- [Goal]
Please give the listing again, word for word, with nothing left out.

^^^^^^^^

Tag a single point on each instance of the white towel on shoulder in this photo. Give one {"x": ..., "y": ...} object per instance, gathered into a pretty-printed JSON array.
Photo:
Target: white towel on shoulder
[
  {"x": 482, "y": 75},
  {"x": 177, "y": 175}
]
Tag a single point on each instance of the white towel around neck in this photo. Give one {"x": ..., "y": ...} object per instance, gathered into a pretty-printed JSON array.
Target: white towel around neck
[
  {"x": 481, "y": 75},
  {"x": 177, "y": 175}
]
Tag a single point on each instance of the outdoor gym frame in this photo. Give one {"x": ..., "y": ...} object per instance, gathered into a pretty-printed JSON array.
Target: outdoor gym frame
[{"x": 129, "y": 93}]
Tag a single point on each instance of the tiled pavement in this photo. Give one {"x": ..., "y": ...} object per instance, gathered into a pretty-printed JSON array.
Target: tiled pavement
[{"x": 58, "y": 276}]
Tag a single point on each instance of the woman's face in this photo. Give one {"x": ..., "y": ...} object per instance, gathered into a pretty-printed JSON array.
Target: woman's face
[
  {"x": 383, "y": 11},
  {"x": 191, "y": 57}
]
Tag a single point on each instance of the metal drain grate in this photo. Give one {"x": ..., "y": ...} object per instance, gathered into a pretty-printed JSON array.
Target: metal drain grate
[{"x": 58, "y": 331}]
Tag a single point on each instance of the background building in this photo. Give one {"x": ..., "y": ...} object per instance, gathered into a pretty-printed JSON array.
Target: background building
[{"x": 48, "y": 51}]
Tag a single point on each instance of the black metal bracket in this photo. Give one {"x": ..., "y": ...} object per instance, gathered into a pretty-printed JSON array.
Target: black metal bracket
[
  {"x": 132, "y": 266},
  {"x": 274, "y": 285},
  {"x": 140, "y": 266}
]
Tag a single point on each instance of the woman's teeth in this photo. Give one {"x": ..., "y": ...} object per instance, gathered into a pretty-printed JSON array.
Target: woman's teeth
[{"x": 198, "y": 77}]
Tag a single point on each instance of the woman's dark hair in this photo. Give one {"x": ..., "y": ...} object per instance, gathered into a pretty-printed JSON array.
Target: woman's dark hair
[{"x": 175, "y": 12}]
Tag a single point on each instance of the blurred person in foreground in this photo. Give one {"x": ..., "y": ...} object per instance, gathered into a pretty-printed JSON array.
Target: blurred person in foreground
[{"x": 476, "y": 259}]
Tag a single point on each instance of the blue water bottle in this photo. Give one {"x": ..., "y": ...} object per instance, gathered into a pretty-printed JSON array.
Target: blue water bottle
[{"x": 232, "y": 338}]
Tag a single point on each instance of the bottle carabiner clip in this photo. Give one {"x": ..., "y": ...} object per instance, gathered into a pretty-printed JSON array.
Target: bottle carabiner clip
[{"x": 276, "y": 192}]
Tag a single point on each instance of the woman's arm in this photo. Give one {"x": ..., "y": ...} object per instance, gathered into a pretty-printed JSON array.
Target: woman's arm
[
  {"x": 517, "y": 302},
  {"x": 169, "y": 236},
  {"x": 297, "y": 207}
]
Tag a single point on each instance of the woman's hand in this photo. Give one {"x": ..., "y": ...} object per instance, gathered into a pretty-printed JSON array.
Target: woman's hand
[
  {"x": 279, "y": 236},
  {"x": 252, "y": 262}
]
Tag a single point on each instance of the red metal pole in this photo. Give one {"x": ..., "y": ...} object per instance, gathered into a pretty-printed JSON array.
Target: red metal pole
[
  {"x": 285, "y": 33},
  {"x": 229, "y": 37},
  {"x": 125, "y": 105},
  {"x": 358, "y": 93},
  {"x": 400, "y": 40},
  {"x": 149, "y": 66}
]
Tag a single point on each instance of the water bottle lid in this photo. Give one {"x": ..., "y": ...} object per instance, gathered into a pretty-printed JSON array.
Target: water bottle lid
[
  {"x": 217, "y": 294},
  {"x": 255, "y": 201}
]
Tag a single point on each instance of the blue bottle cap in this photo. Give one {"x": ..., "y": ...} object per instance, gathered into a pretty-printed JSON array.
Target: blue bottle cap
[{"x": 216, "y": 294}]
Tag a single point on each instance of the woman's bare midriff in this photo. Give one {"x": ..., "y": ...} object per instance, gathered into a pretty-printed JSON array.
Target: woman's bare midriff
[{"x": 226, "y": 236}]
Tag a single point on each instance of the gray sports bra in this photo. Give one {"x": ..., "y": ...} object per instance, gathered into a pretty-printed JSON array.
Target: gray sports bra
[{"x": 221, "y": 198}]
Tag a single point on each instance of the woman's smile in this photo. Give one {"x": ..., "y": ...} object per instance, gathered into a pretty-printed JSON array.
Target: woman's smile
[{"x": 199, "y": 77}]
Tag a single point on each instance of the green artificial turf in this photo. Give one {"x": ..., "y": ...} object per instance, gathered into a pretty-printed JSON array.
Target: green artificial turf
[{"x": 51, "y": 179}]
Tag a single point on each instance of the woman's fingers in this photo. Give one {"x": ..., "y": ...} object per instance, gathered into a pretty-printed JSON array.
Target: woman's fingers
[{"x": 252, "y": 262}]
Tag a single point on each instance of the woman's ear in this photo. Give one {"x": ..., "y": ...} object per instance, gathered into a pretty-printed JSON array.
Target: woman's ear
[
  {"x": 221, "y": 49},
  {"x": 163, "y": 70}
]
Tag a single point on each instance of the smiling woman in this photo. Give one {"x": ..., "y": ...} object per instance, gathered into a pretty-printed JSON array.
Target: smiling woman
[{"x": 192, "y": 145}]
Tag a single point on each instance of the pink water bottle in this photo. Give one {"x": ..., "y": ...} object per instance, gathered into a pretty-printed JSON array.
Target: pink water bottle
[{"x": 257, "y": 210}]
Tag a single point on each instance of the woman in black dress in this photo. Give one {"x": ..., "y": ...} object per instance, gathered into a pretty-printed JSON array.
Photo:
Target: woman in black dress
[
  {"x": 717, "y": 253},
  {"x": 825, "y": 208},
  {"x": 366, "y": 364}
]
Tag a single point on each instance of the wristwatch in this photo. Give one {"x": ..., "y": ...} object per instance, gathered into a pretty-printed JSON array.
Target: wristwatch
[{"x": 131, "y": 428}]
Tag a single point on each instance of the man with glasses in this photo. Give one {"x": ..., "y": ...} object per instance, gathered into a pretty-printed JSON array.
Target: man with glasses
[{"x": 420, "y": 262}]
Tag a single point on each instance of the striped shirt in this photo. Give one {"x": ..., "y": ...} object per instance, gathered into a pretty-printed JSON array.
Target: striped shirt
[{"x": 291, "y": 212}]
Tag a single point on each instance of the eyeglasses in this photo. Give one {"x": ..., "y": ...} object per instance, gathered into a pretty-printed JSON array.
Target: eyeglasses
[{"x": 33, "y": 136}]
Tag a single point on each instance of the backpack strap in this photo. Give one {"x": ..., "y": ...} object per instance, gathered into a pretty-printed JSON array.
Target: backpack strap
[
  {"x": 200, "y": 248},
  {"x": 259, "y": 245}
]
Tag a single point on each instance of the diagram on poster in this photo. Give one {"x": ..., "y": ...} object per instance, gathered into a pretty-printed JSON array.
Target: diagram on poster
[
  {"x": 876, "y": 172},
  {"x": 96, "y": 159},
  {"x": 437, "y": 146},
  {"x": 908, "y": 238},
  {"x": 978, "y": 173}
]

^^^^^^^^

- [Correct response]
Tag a single point on each instance of the white towel on shoulder in this photo. Give one {"x": ..., "y": ...} object per instance, gathered into a pretty-printed JSON array.
Photo:
Target: white towel on shoulder
[
  {"x": 482, "y": 75},
  {"x": 177, "y": 175}
]
Tag a single point on each instance of the white towel around neck in this photo. Give one {"x": ..., "y": ...} object per instance, gathered into a pretty-printed JSON array.
Target: white towel around neck
[
  {"x": 481, "y": 75},
  {"x": 177, "y": 175}
]
Tag a single point on each instance of the outdoor gym frame in this photo. Give one {"x": ..., "y": ...} object per instance, gathered into a pretty-printed JSON array.
Target: outdoor gym frame
[{"x": 129, "y": 93}]
Tag a single point on each instance of the tiled pavement in this photo. Give one {"x": ..., "y": ...} object per instance, gathered into a pretty-printed JSON array.
Target: tiled pavement
[{"x": 58, "y": 276}]
Tag a single point on each instance of the woman's face in this photo. Give one {"x": ..., "y": ...} object per instance, gathered into a pretty-printed JSON array.
Target: woman's face
[
  {"x": 383, "y": 11},
  {"x": 191, "y": 57}
]
Tag a single point on each instance of the metal drain grate in this photo. Give one {"x": ..., "y": ...} object per instance, gathered into a pretty-printed JSON array.
Target: metal drain grate
[{"x": 58, "y": 331}]
Tag a single point on each instance of the background building in this photo. Give one {"x": ..., "y": ...} object per instance, gathered into a pretty-printed JSON array.
Target: background building
[{"x": 48, "y": 51}]
Tag a single point on each instance of the black metal bracket in this photo. Give one {"x": ..., "y": ...} object per instance, gathered into a pretty-printed JSON array.
Target: black metal bracket
[
  {"x": 132, "y": 266},
  {"x": 274, "y": 285},
  {"x": 140, "y": 266}
]
Tag a single point on each instance of the woman's teeth in this photo. Give one {"x": ..., "y": ...} object per instance, gathered into a pretty-printed JSON array.
Target: woman's teeth
[{"x": 198, "y": 77}]
Tag a single point on each instance of the woman's dark hair in this photo. Give one {"x": ..., "y": ...} object per instance, gathered into a pretty-printed JSON array.
Target: woman's dark hair
[{"x": 175, "y": 12}]
Tag a single point on each instance of the blurred person in foreground in this photo. Give one {"x": ..., "y": ...} object per instance, gathered into a pretty-printed JSON array.
Target: blurred person in foreground
[{"x": 476, "y": 259}]
Tag a single point on each instance of the blue water bottle in this photo. Give one {"x": ..., "y": ...} object per instance, gathered into a pretty-printed JSON array.
Target: blue water bottle
[{"x": 232, "y": 338}]
Tag a single point on each instance of the bottle carabiner clip in this photo. Give one {"x": ..., "y": ...} object per instance, gathered into a pretty-printed JSON array.
Target: bottle carabiner clip
[{"x": 276, "y": 192}]
Tag a single point on each instance of the woman's arm in this photo. Give one {"x": ..., "y": ...} object per instance, gathered into a pretty-printed JSON array.
Target: woman's arm
[
  {"x": 517, "y": 302},
  {"x": 169, "y": 236},
  {"x": 297, "y": 207}
]
Tag a single point on each instance of the woman's hand in this photo. Give one {"x": ..., "y": ...} object per instance, gathered into a pretty-printed JSON array.
Target: woman's hand
[
  {"x": 279, "y": 236},
  {"x": 252, "y": 262}
]
Tag a single point on each instance of the red metal pole in this photo. Give one {"x": ..., "y": ...} object per instance, gathered into a pretty-printed JSON array.
Target: red metal pole
[
  {"x": 285, "y": 33},
  {"x": 229, "y": 37},
  {"x": 125, "y": 105},
  {"x": 358, "y": 93},
  {"x": 400, "y": 40},
  {"x": 149, "y": 66}
]
Tag a single point on each instance of the water bottle lid in this photo. Give one {"x": ..., "y": ...} object per instance, gathered into a pretty-printed JSON array.
Target: water bottle lid
[
  {"x": 217, "y": 294},
  {"x": 255, "y": 201}
]
Tag a single point on each instance of the blue bottle cap in this photo. Give one {"x": ..., "y": ...} object per instance, gathered into a pretty-printed JSON array.
Target: blue bottle cap
[{"x": 216, "y": 294}]
Tag a single point on each instance of the woman's bare midriff in this photo. Give one {"x": ..., "y": ...} object per instance, gathered into a pretty-printed JSON array.
Target: woman's bare midriff
[{"x": 226, "y": 236}]
Tag a single point on each instance of the gray sports bra in this photo. Give one {"x": ..., "y": ...} object per instance, gathered into a pretty-printed JSON array.
Target: gray sports bra
[{"x": 221, "y": 198}]
Tag a single point on each instance of the woman's smile in this photo. Give one {"x": ..., "y": ...} object per instance, gathered into a pretty-printed JSON array.
Target: woman's smile
[{"x": 199, "y": 77}]
Tag a single point on each instance of the green artificial turf in this photo. Give one {"x": ..., "y": ...} object per instance, gathered into a pretty-printed JSON array.
Target: green artificial turf
[{"x": 51, "y": 179}]
Tag a single point on each instance of the woman's fingers in this photo. Give one {"x": ..., "y": ...} object per instance, gathered into a pretty-printed JSON array.
Target: woman's fingers
[{"x": 252, "y": 262}]
Tag a single point on each instance of the woman's ear in this photo. Give one {"x": ..., "y": ...} object per instance, gathered into a pretty-printed JSON array.
Target: woman's ear
[
  {"x": 221, "y": 49},
  {"x": 163, "y": 70}
]
Tag a single point on each instance of the smiling woman in this photo. Give one {"x": ..., "y": ...} object per instance, gathered into a pretty-printed JSON array.
Target: smiling woman
[{"x": 192, "y": 145}]
Tag a single point on each instance of the pink water bottle in this photo. Give one {"x": ..., "y": ...} object per instance, gathered into a pretty-printed JSON array.
Target: pink water bottle
[{"x": 257, "y": 210}]
Tag a single point on each instance of the woman in black dress in this photo. Give one {"x": ..., "y": ...} object per instance, gathered into a pretty-printed JSON array.
Photo:
Target: woman in black dress
[
  {"x": 717, "y": 253},
  {"x": 825, "y": 208},
  {"x": 366, "y": 364}
]
Tag a single point on each instance of the wristwatch in this photo. Give one {"x": ..., "y": ...} object per instance, gathered into a pretty-printed JSON array.
Target: wristwatch
[{"x": 131, "y": 428}]
Tag a single point on each instance of the man with glasses in this photo. Give one {"x": ..., "y": ...} object per instance, gathered into a pretty-printed JSON array.
Target: man with glasses
[{"x": 420, "y": 262}]
Tag a single point on each instance of the striped shirt in this photo. Give one {"x": ..., "y": ...} object per instance, gathered into a pretty-printed JSON array.
Target: striped shirt
[{"x": 291, "y": 212}]
Tag a single point on each instance of the eyeglasses in this photo. Give one {"x": ..., "y": ...} object per instance, gathered into a pretty-printed JSON array.
Target: eyeglasses
[{"x": 33, "y": 136}]
Tag a single point on each instance of the backpack strap in this photo. Give one {"x": ..., "y": ...} object per instance, gathered into a pretty-printed JSON array.
Target: backpack strap
[
  {"x": 200, "y": 248},
  {"x": 259, "y": 245}
]
Tag a single point on each instance of the diagram on poster in this photo. Give one {"x": ..., "y": ...} object per instance, gathered into a pretty-printed JSON array.
Target: diagram on poster
[
  {"x": 876, "y": 172},
  {"x": 96, "y": 159},
  {"x": 437, "y": 146},
  {"x": 908, "y": 238},
  {"x": 978, "y": 173}
]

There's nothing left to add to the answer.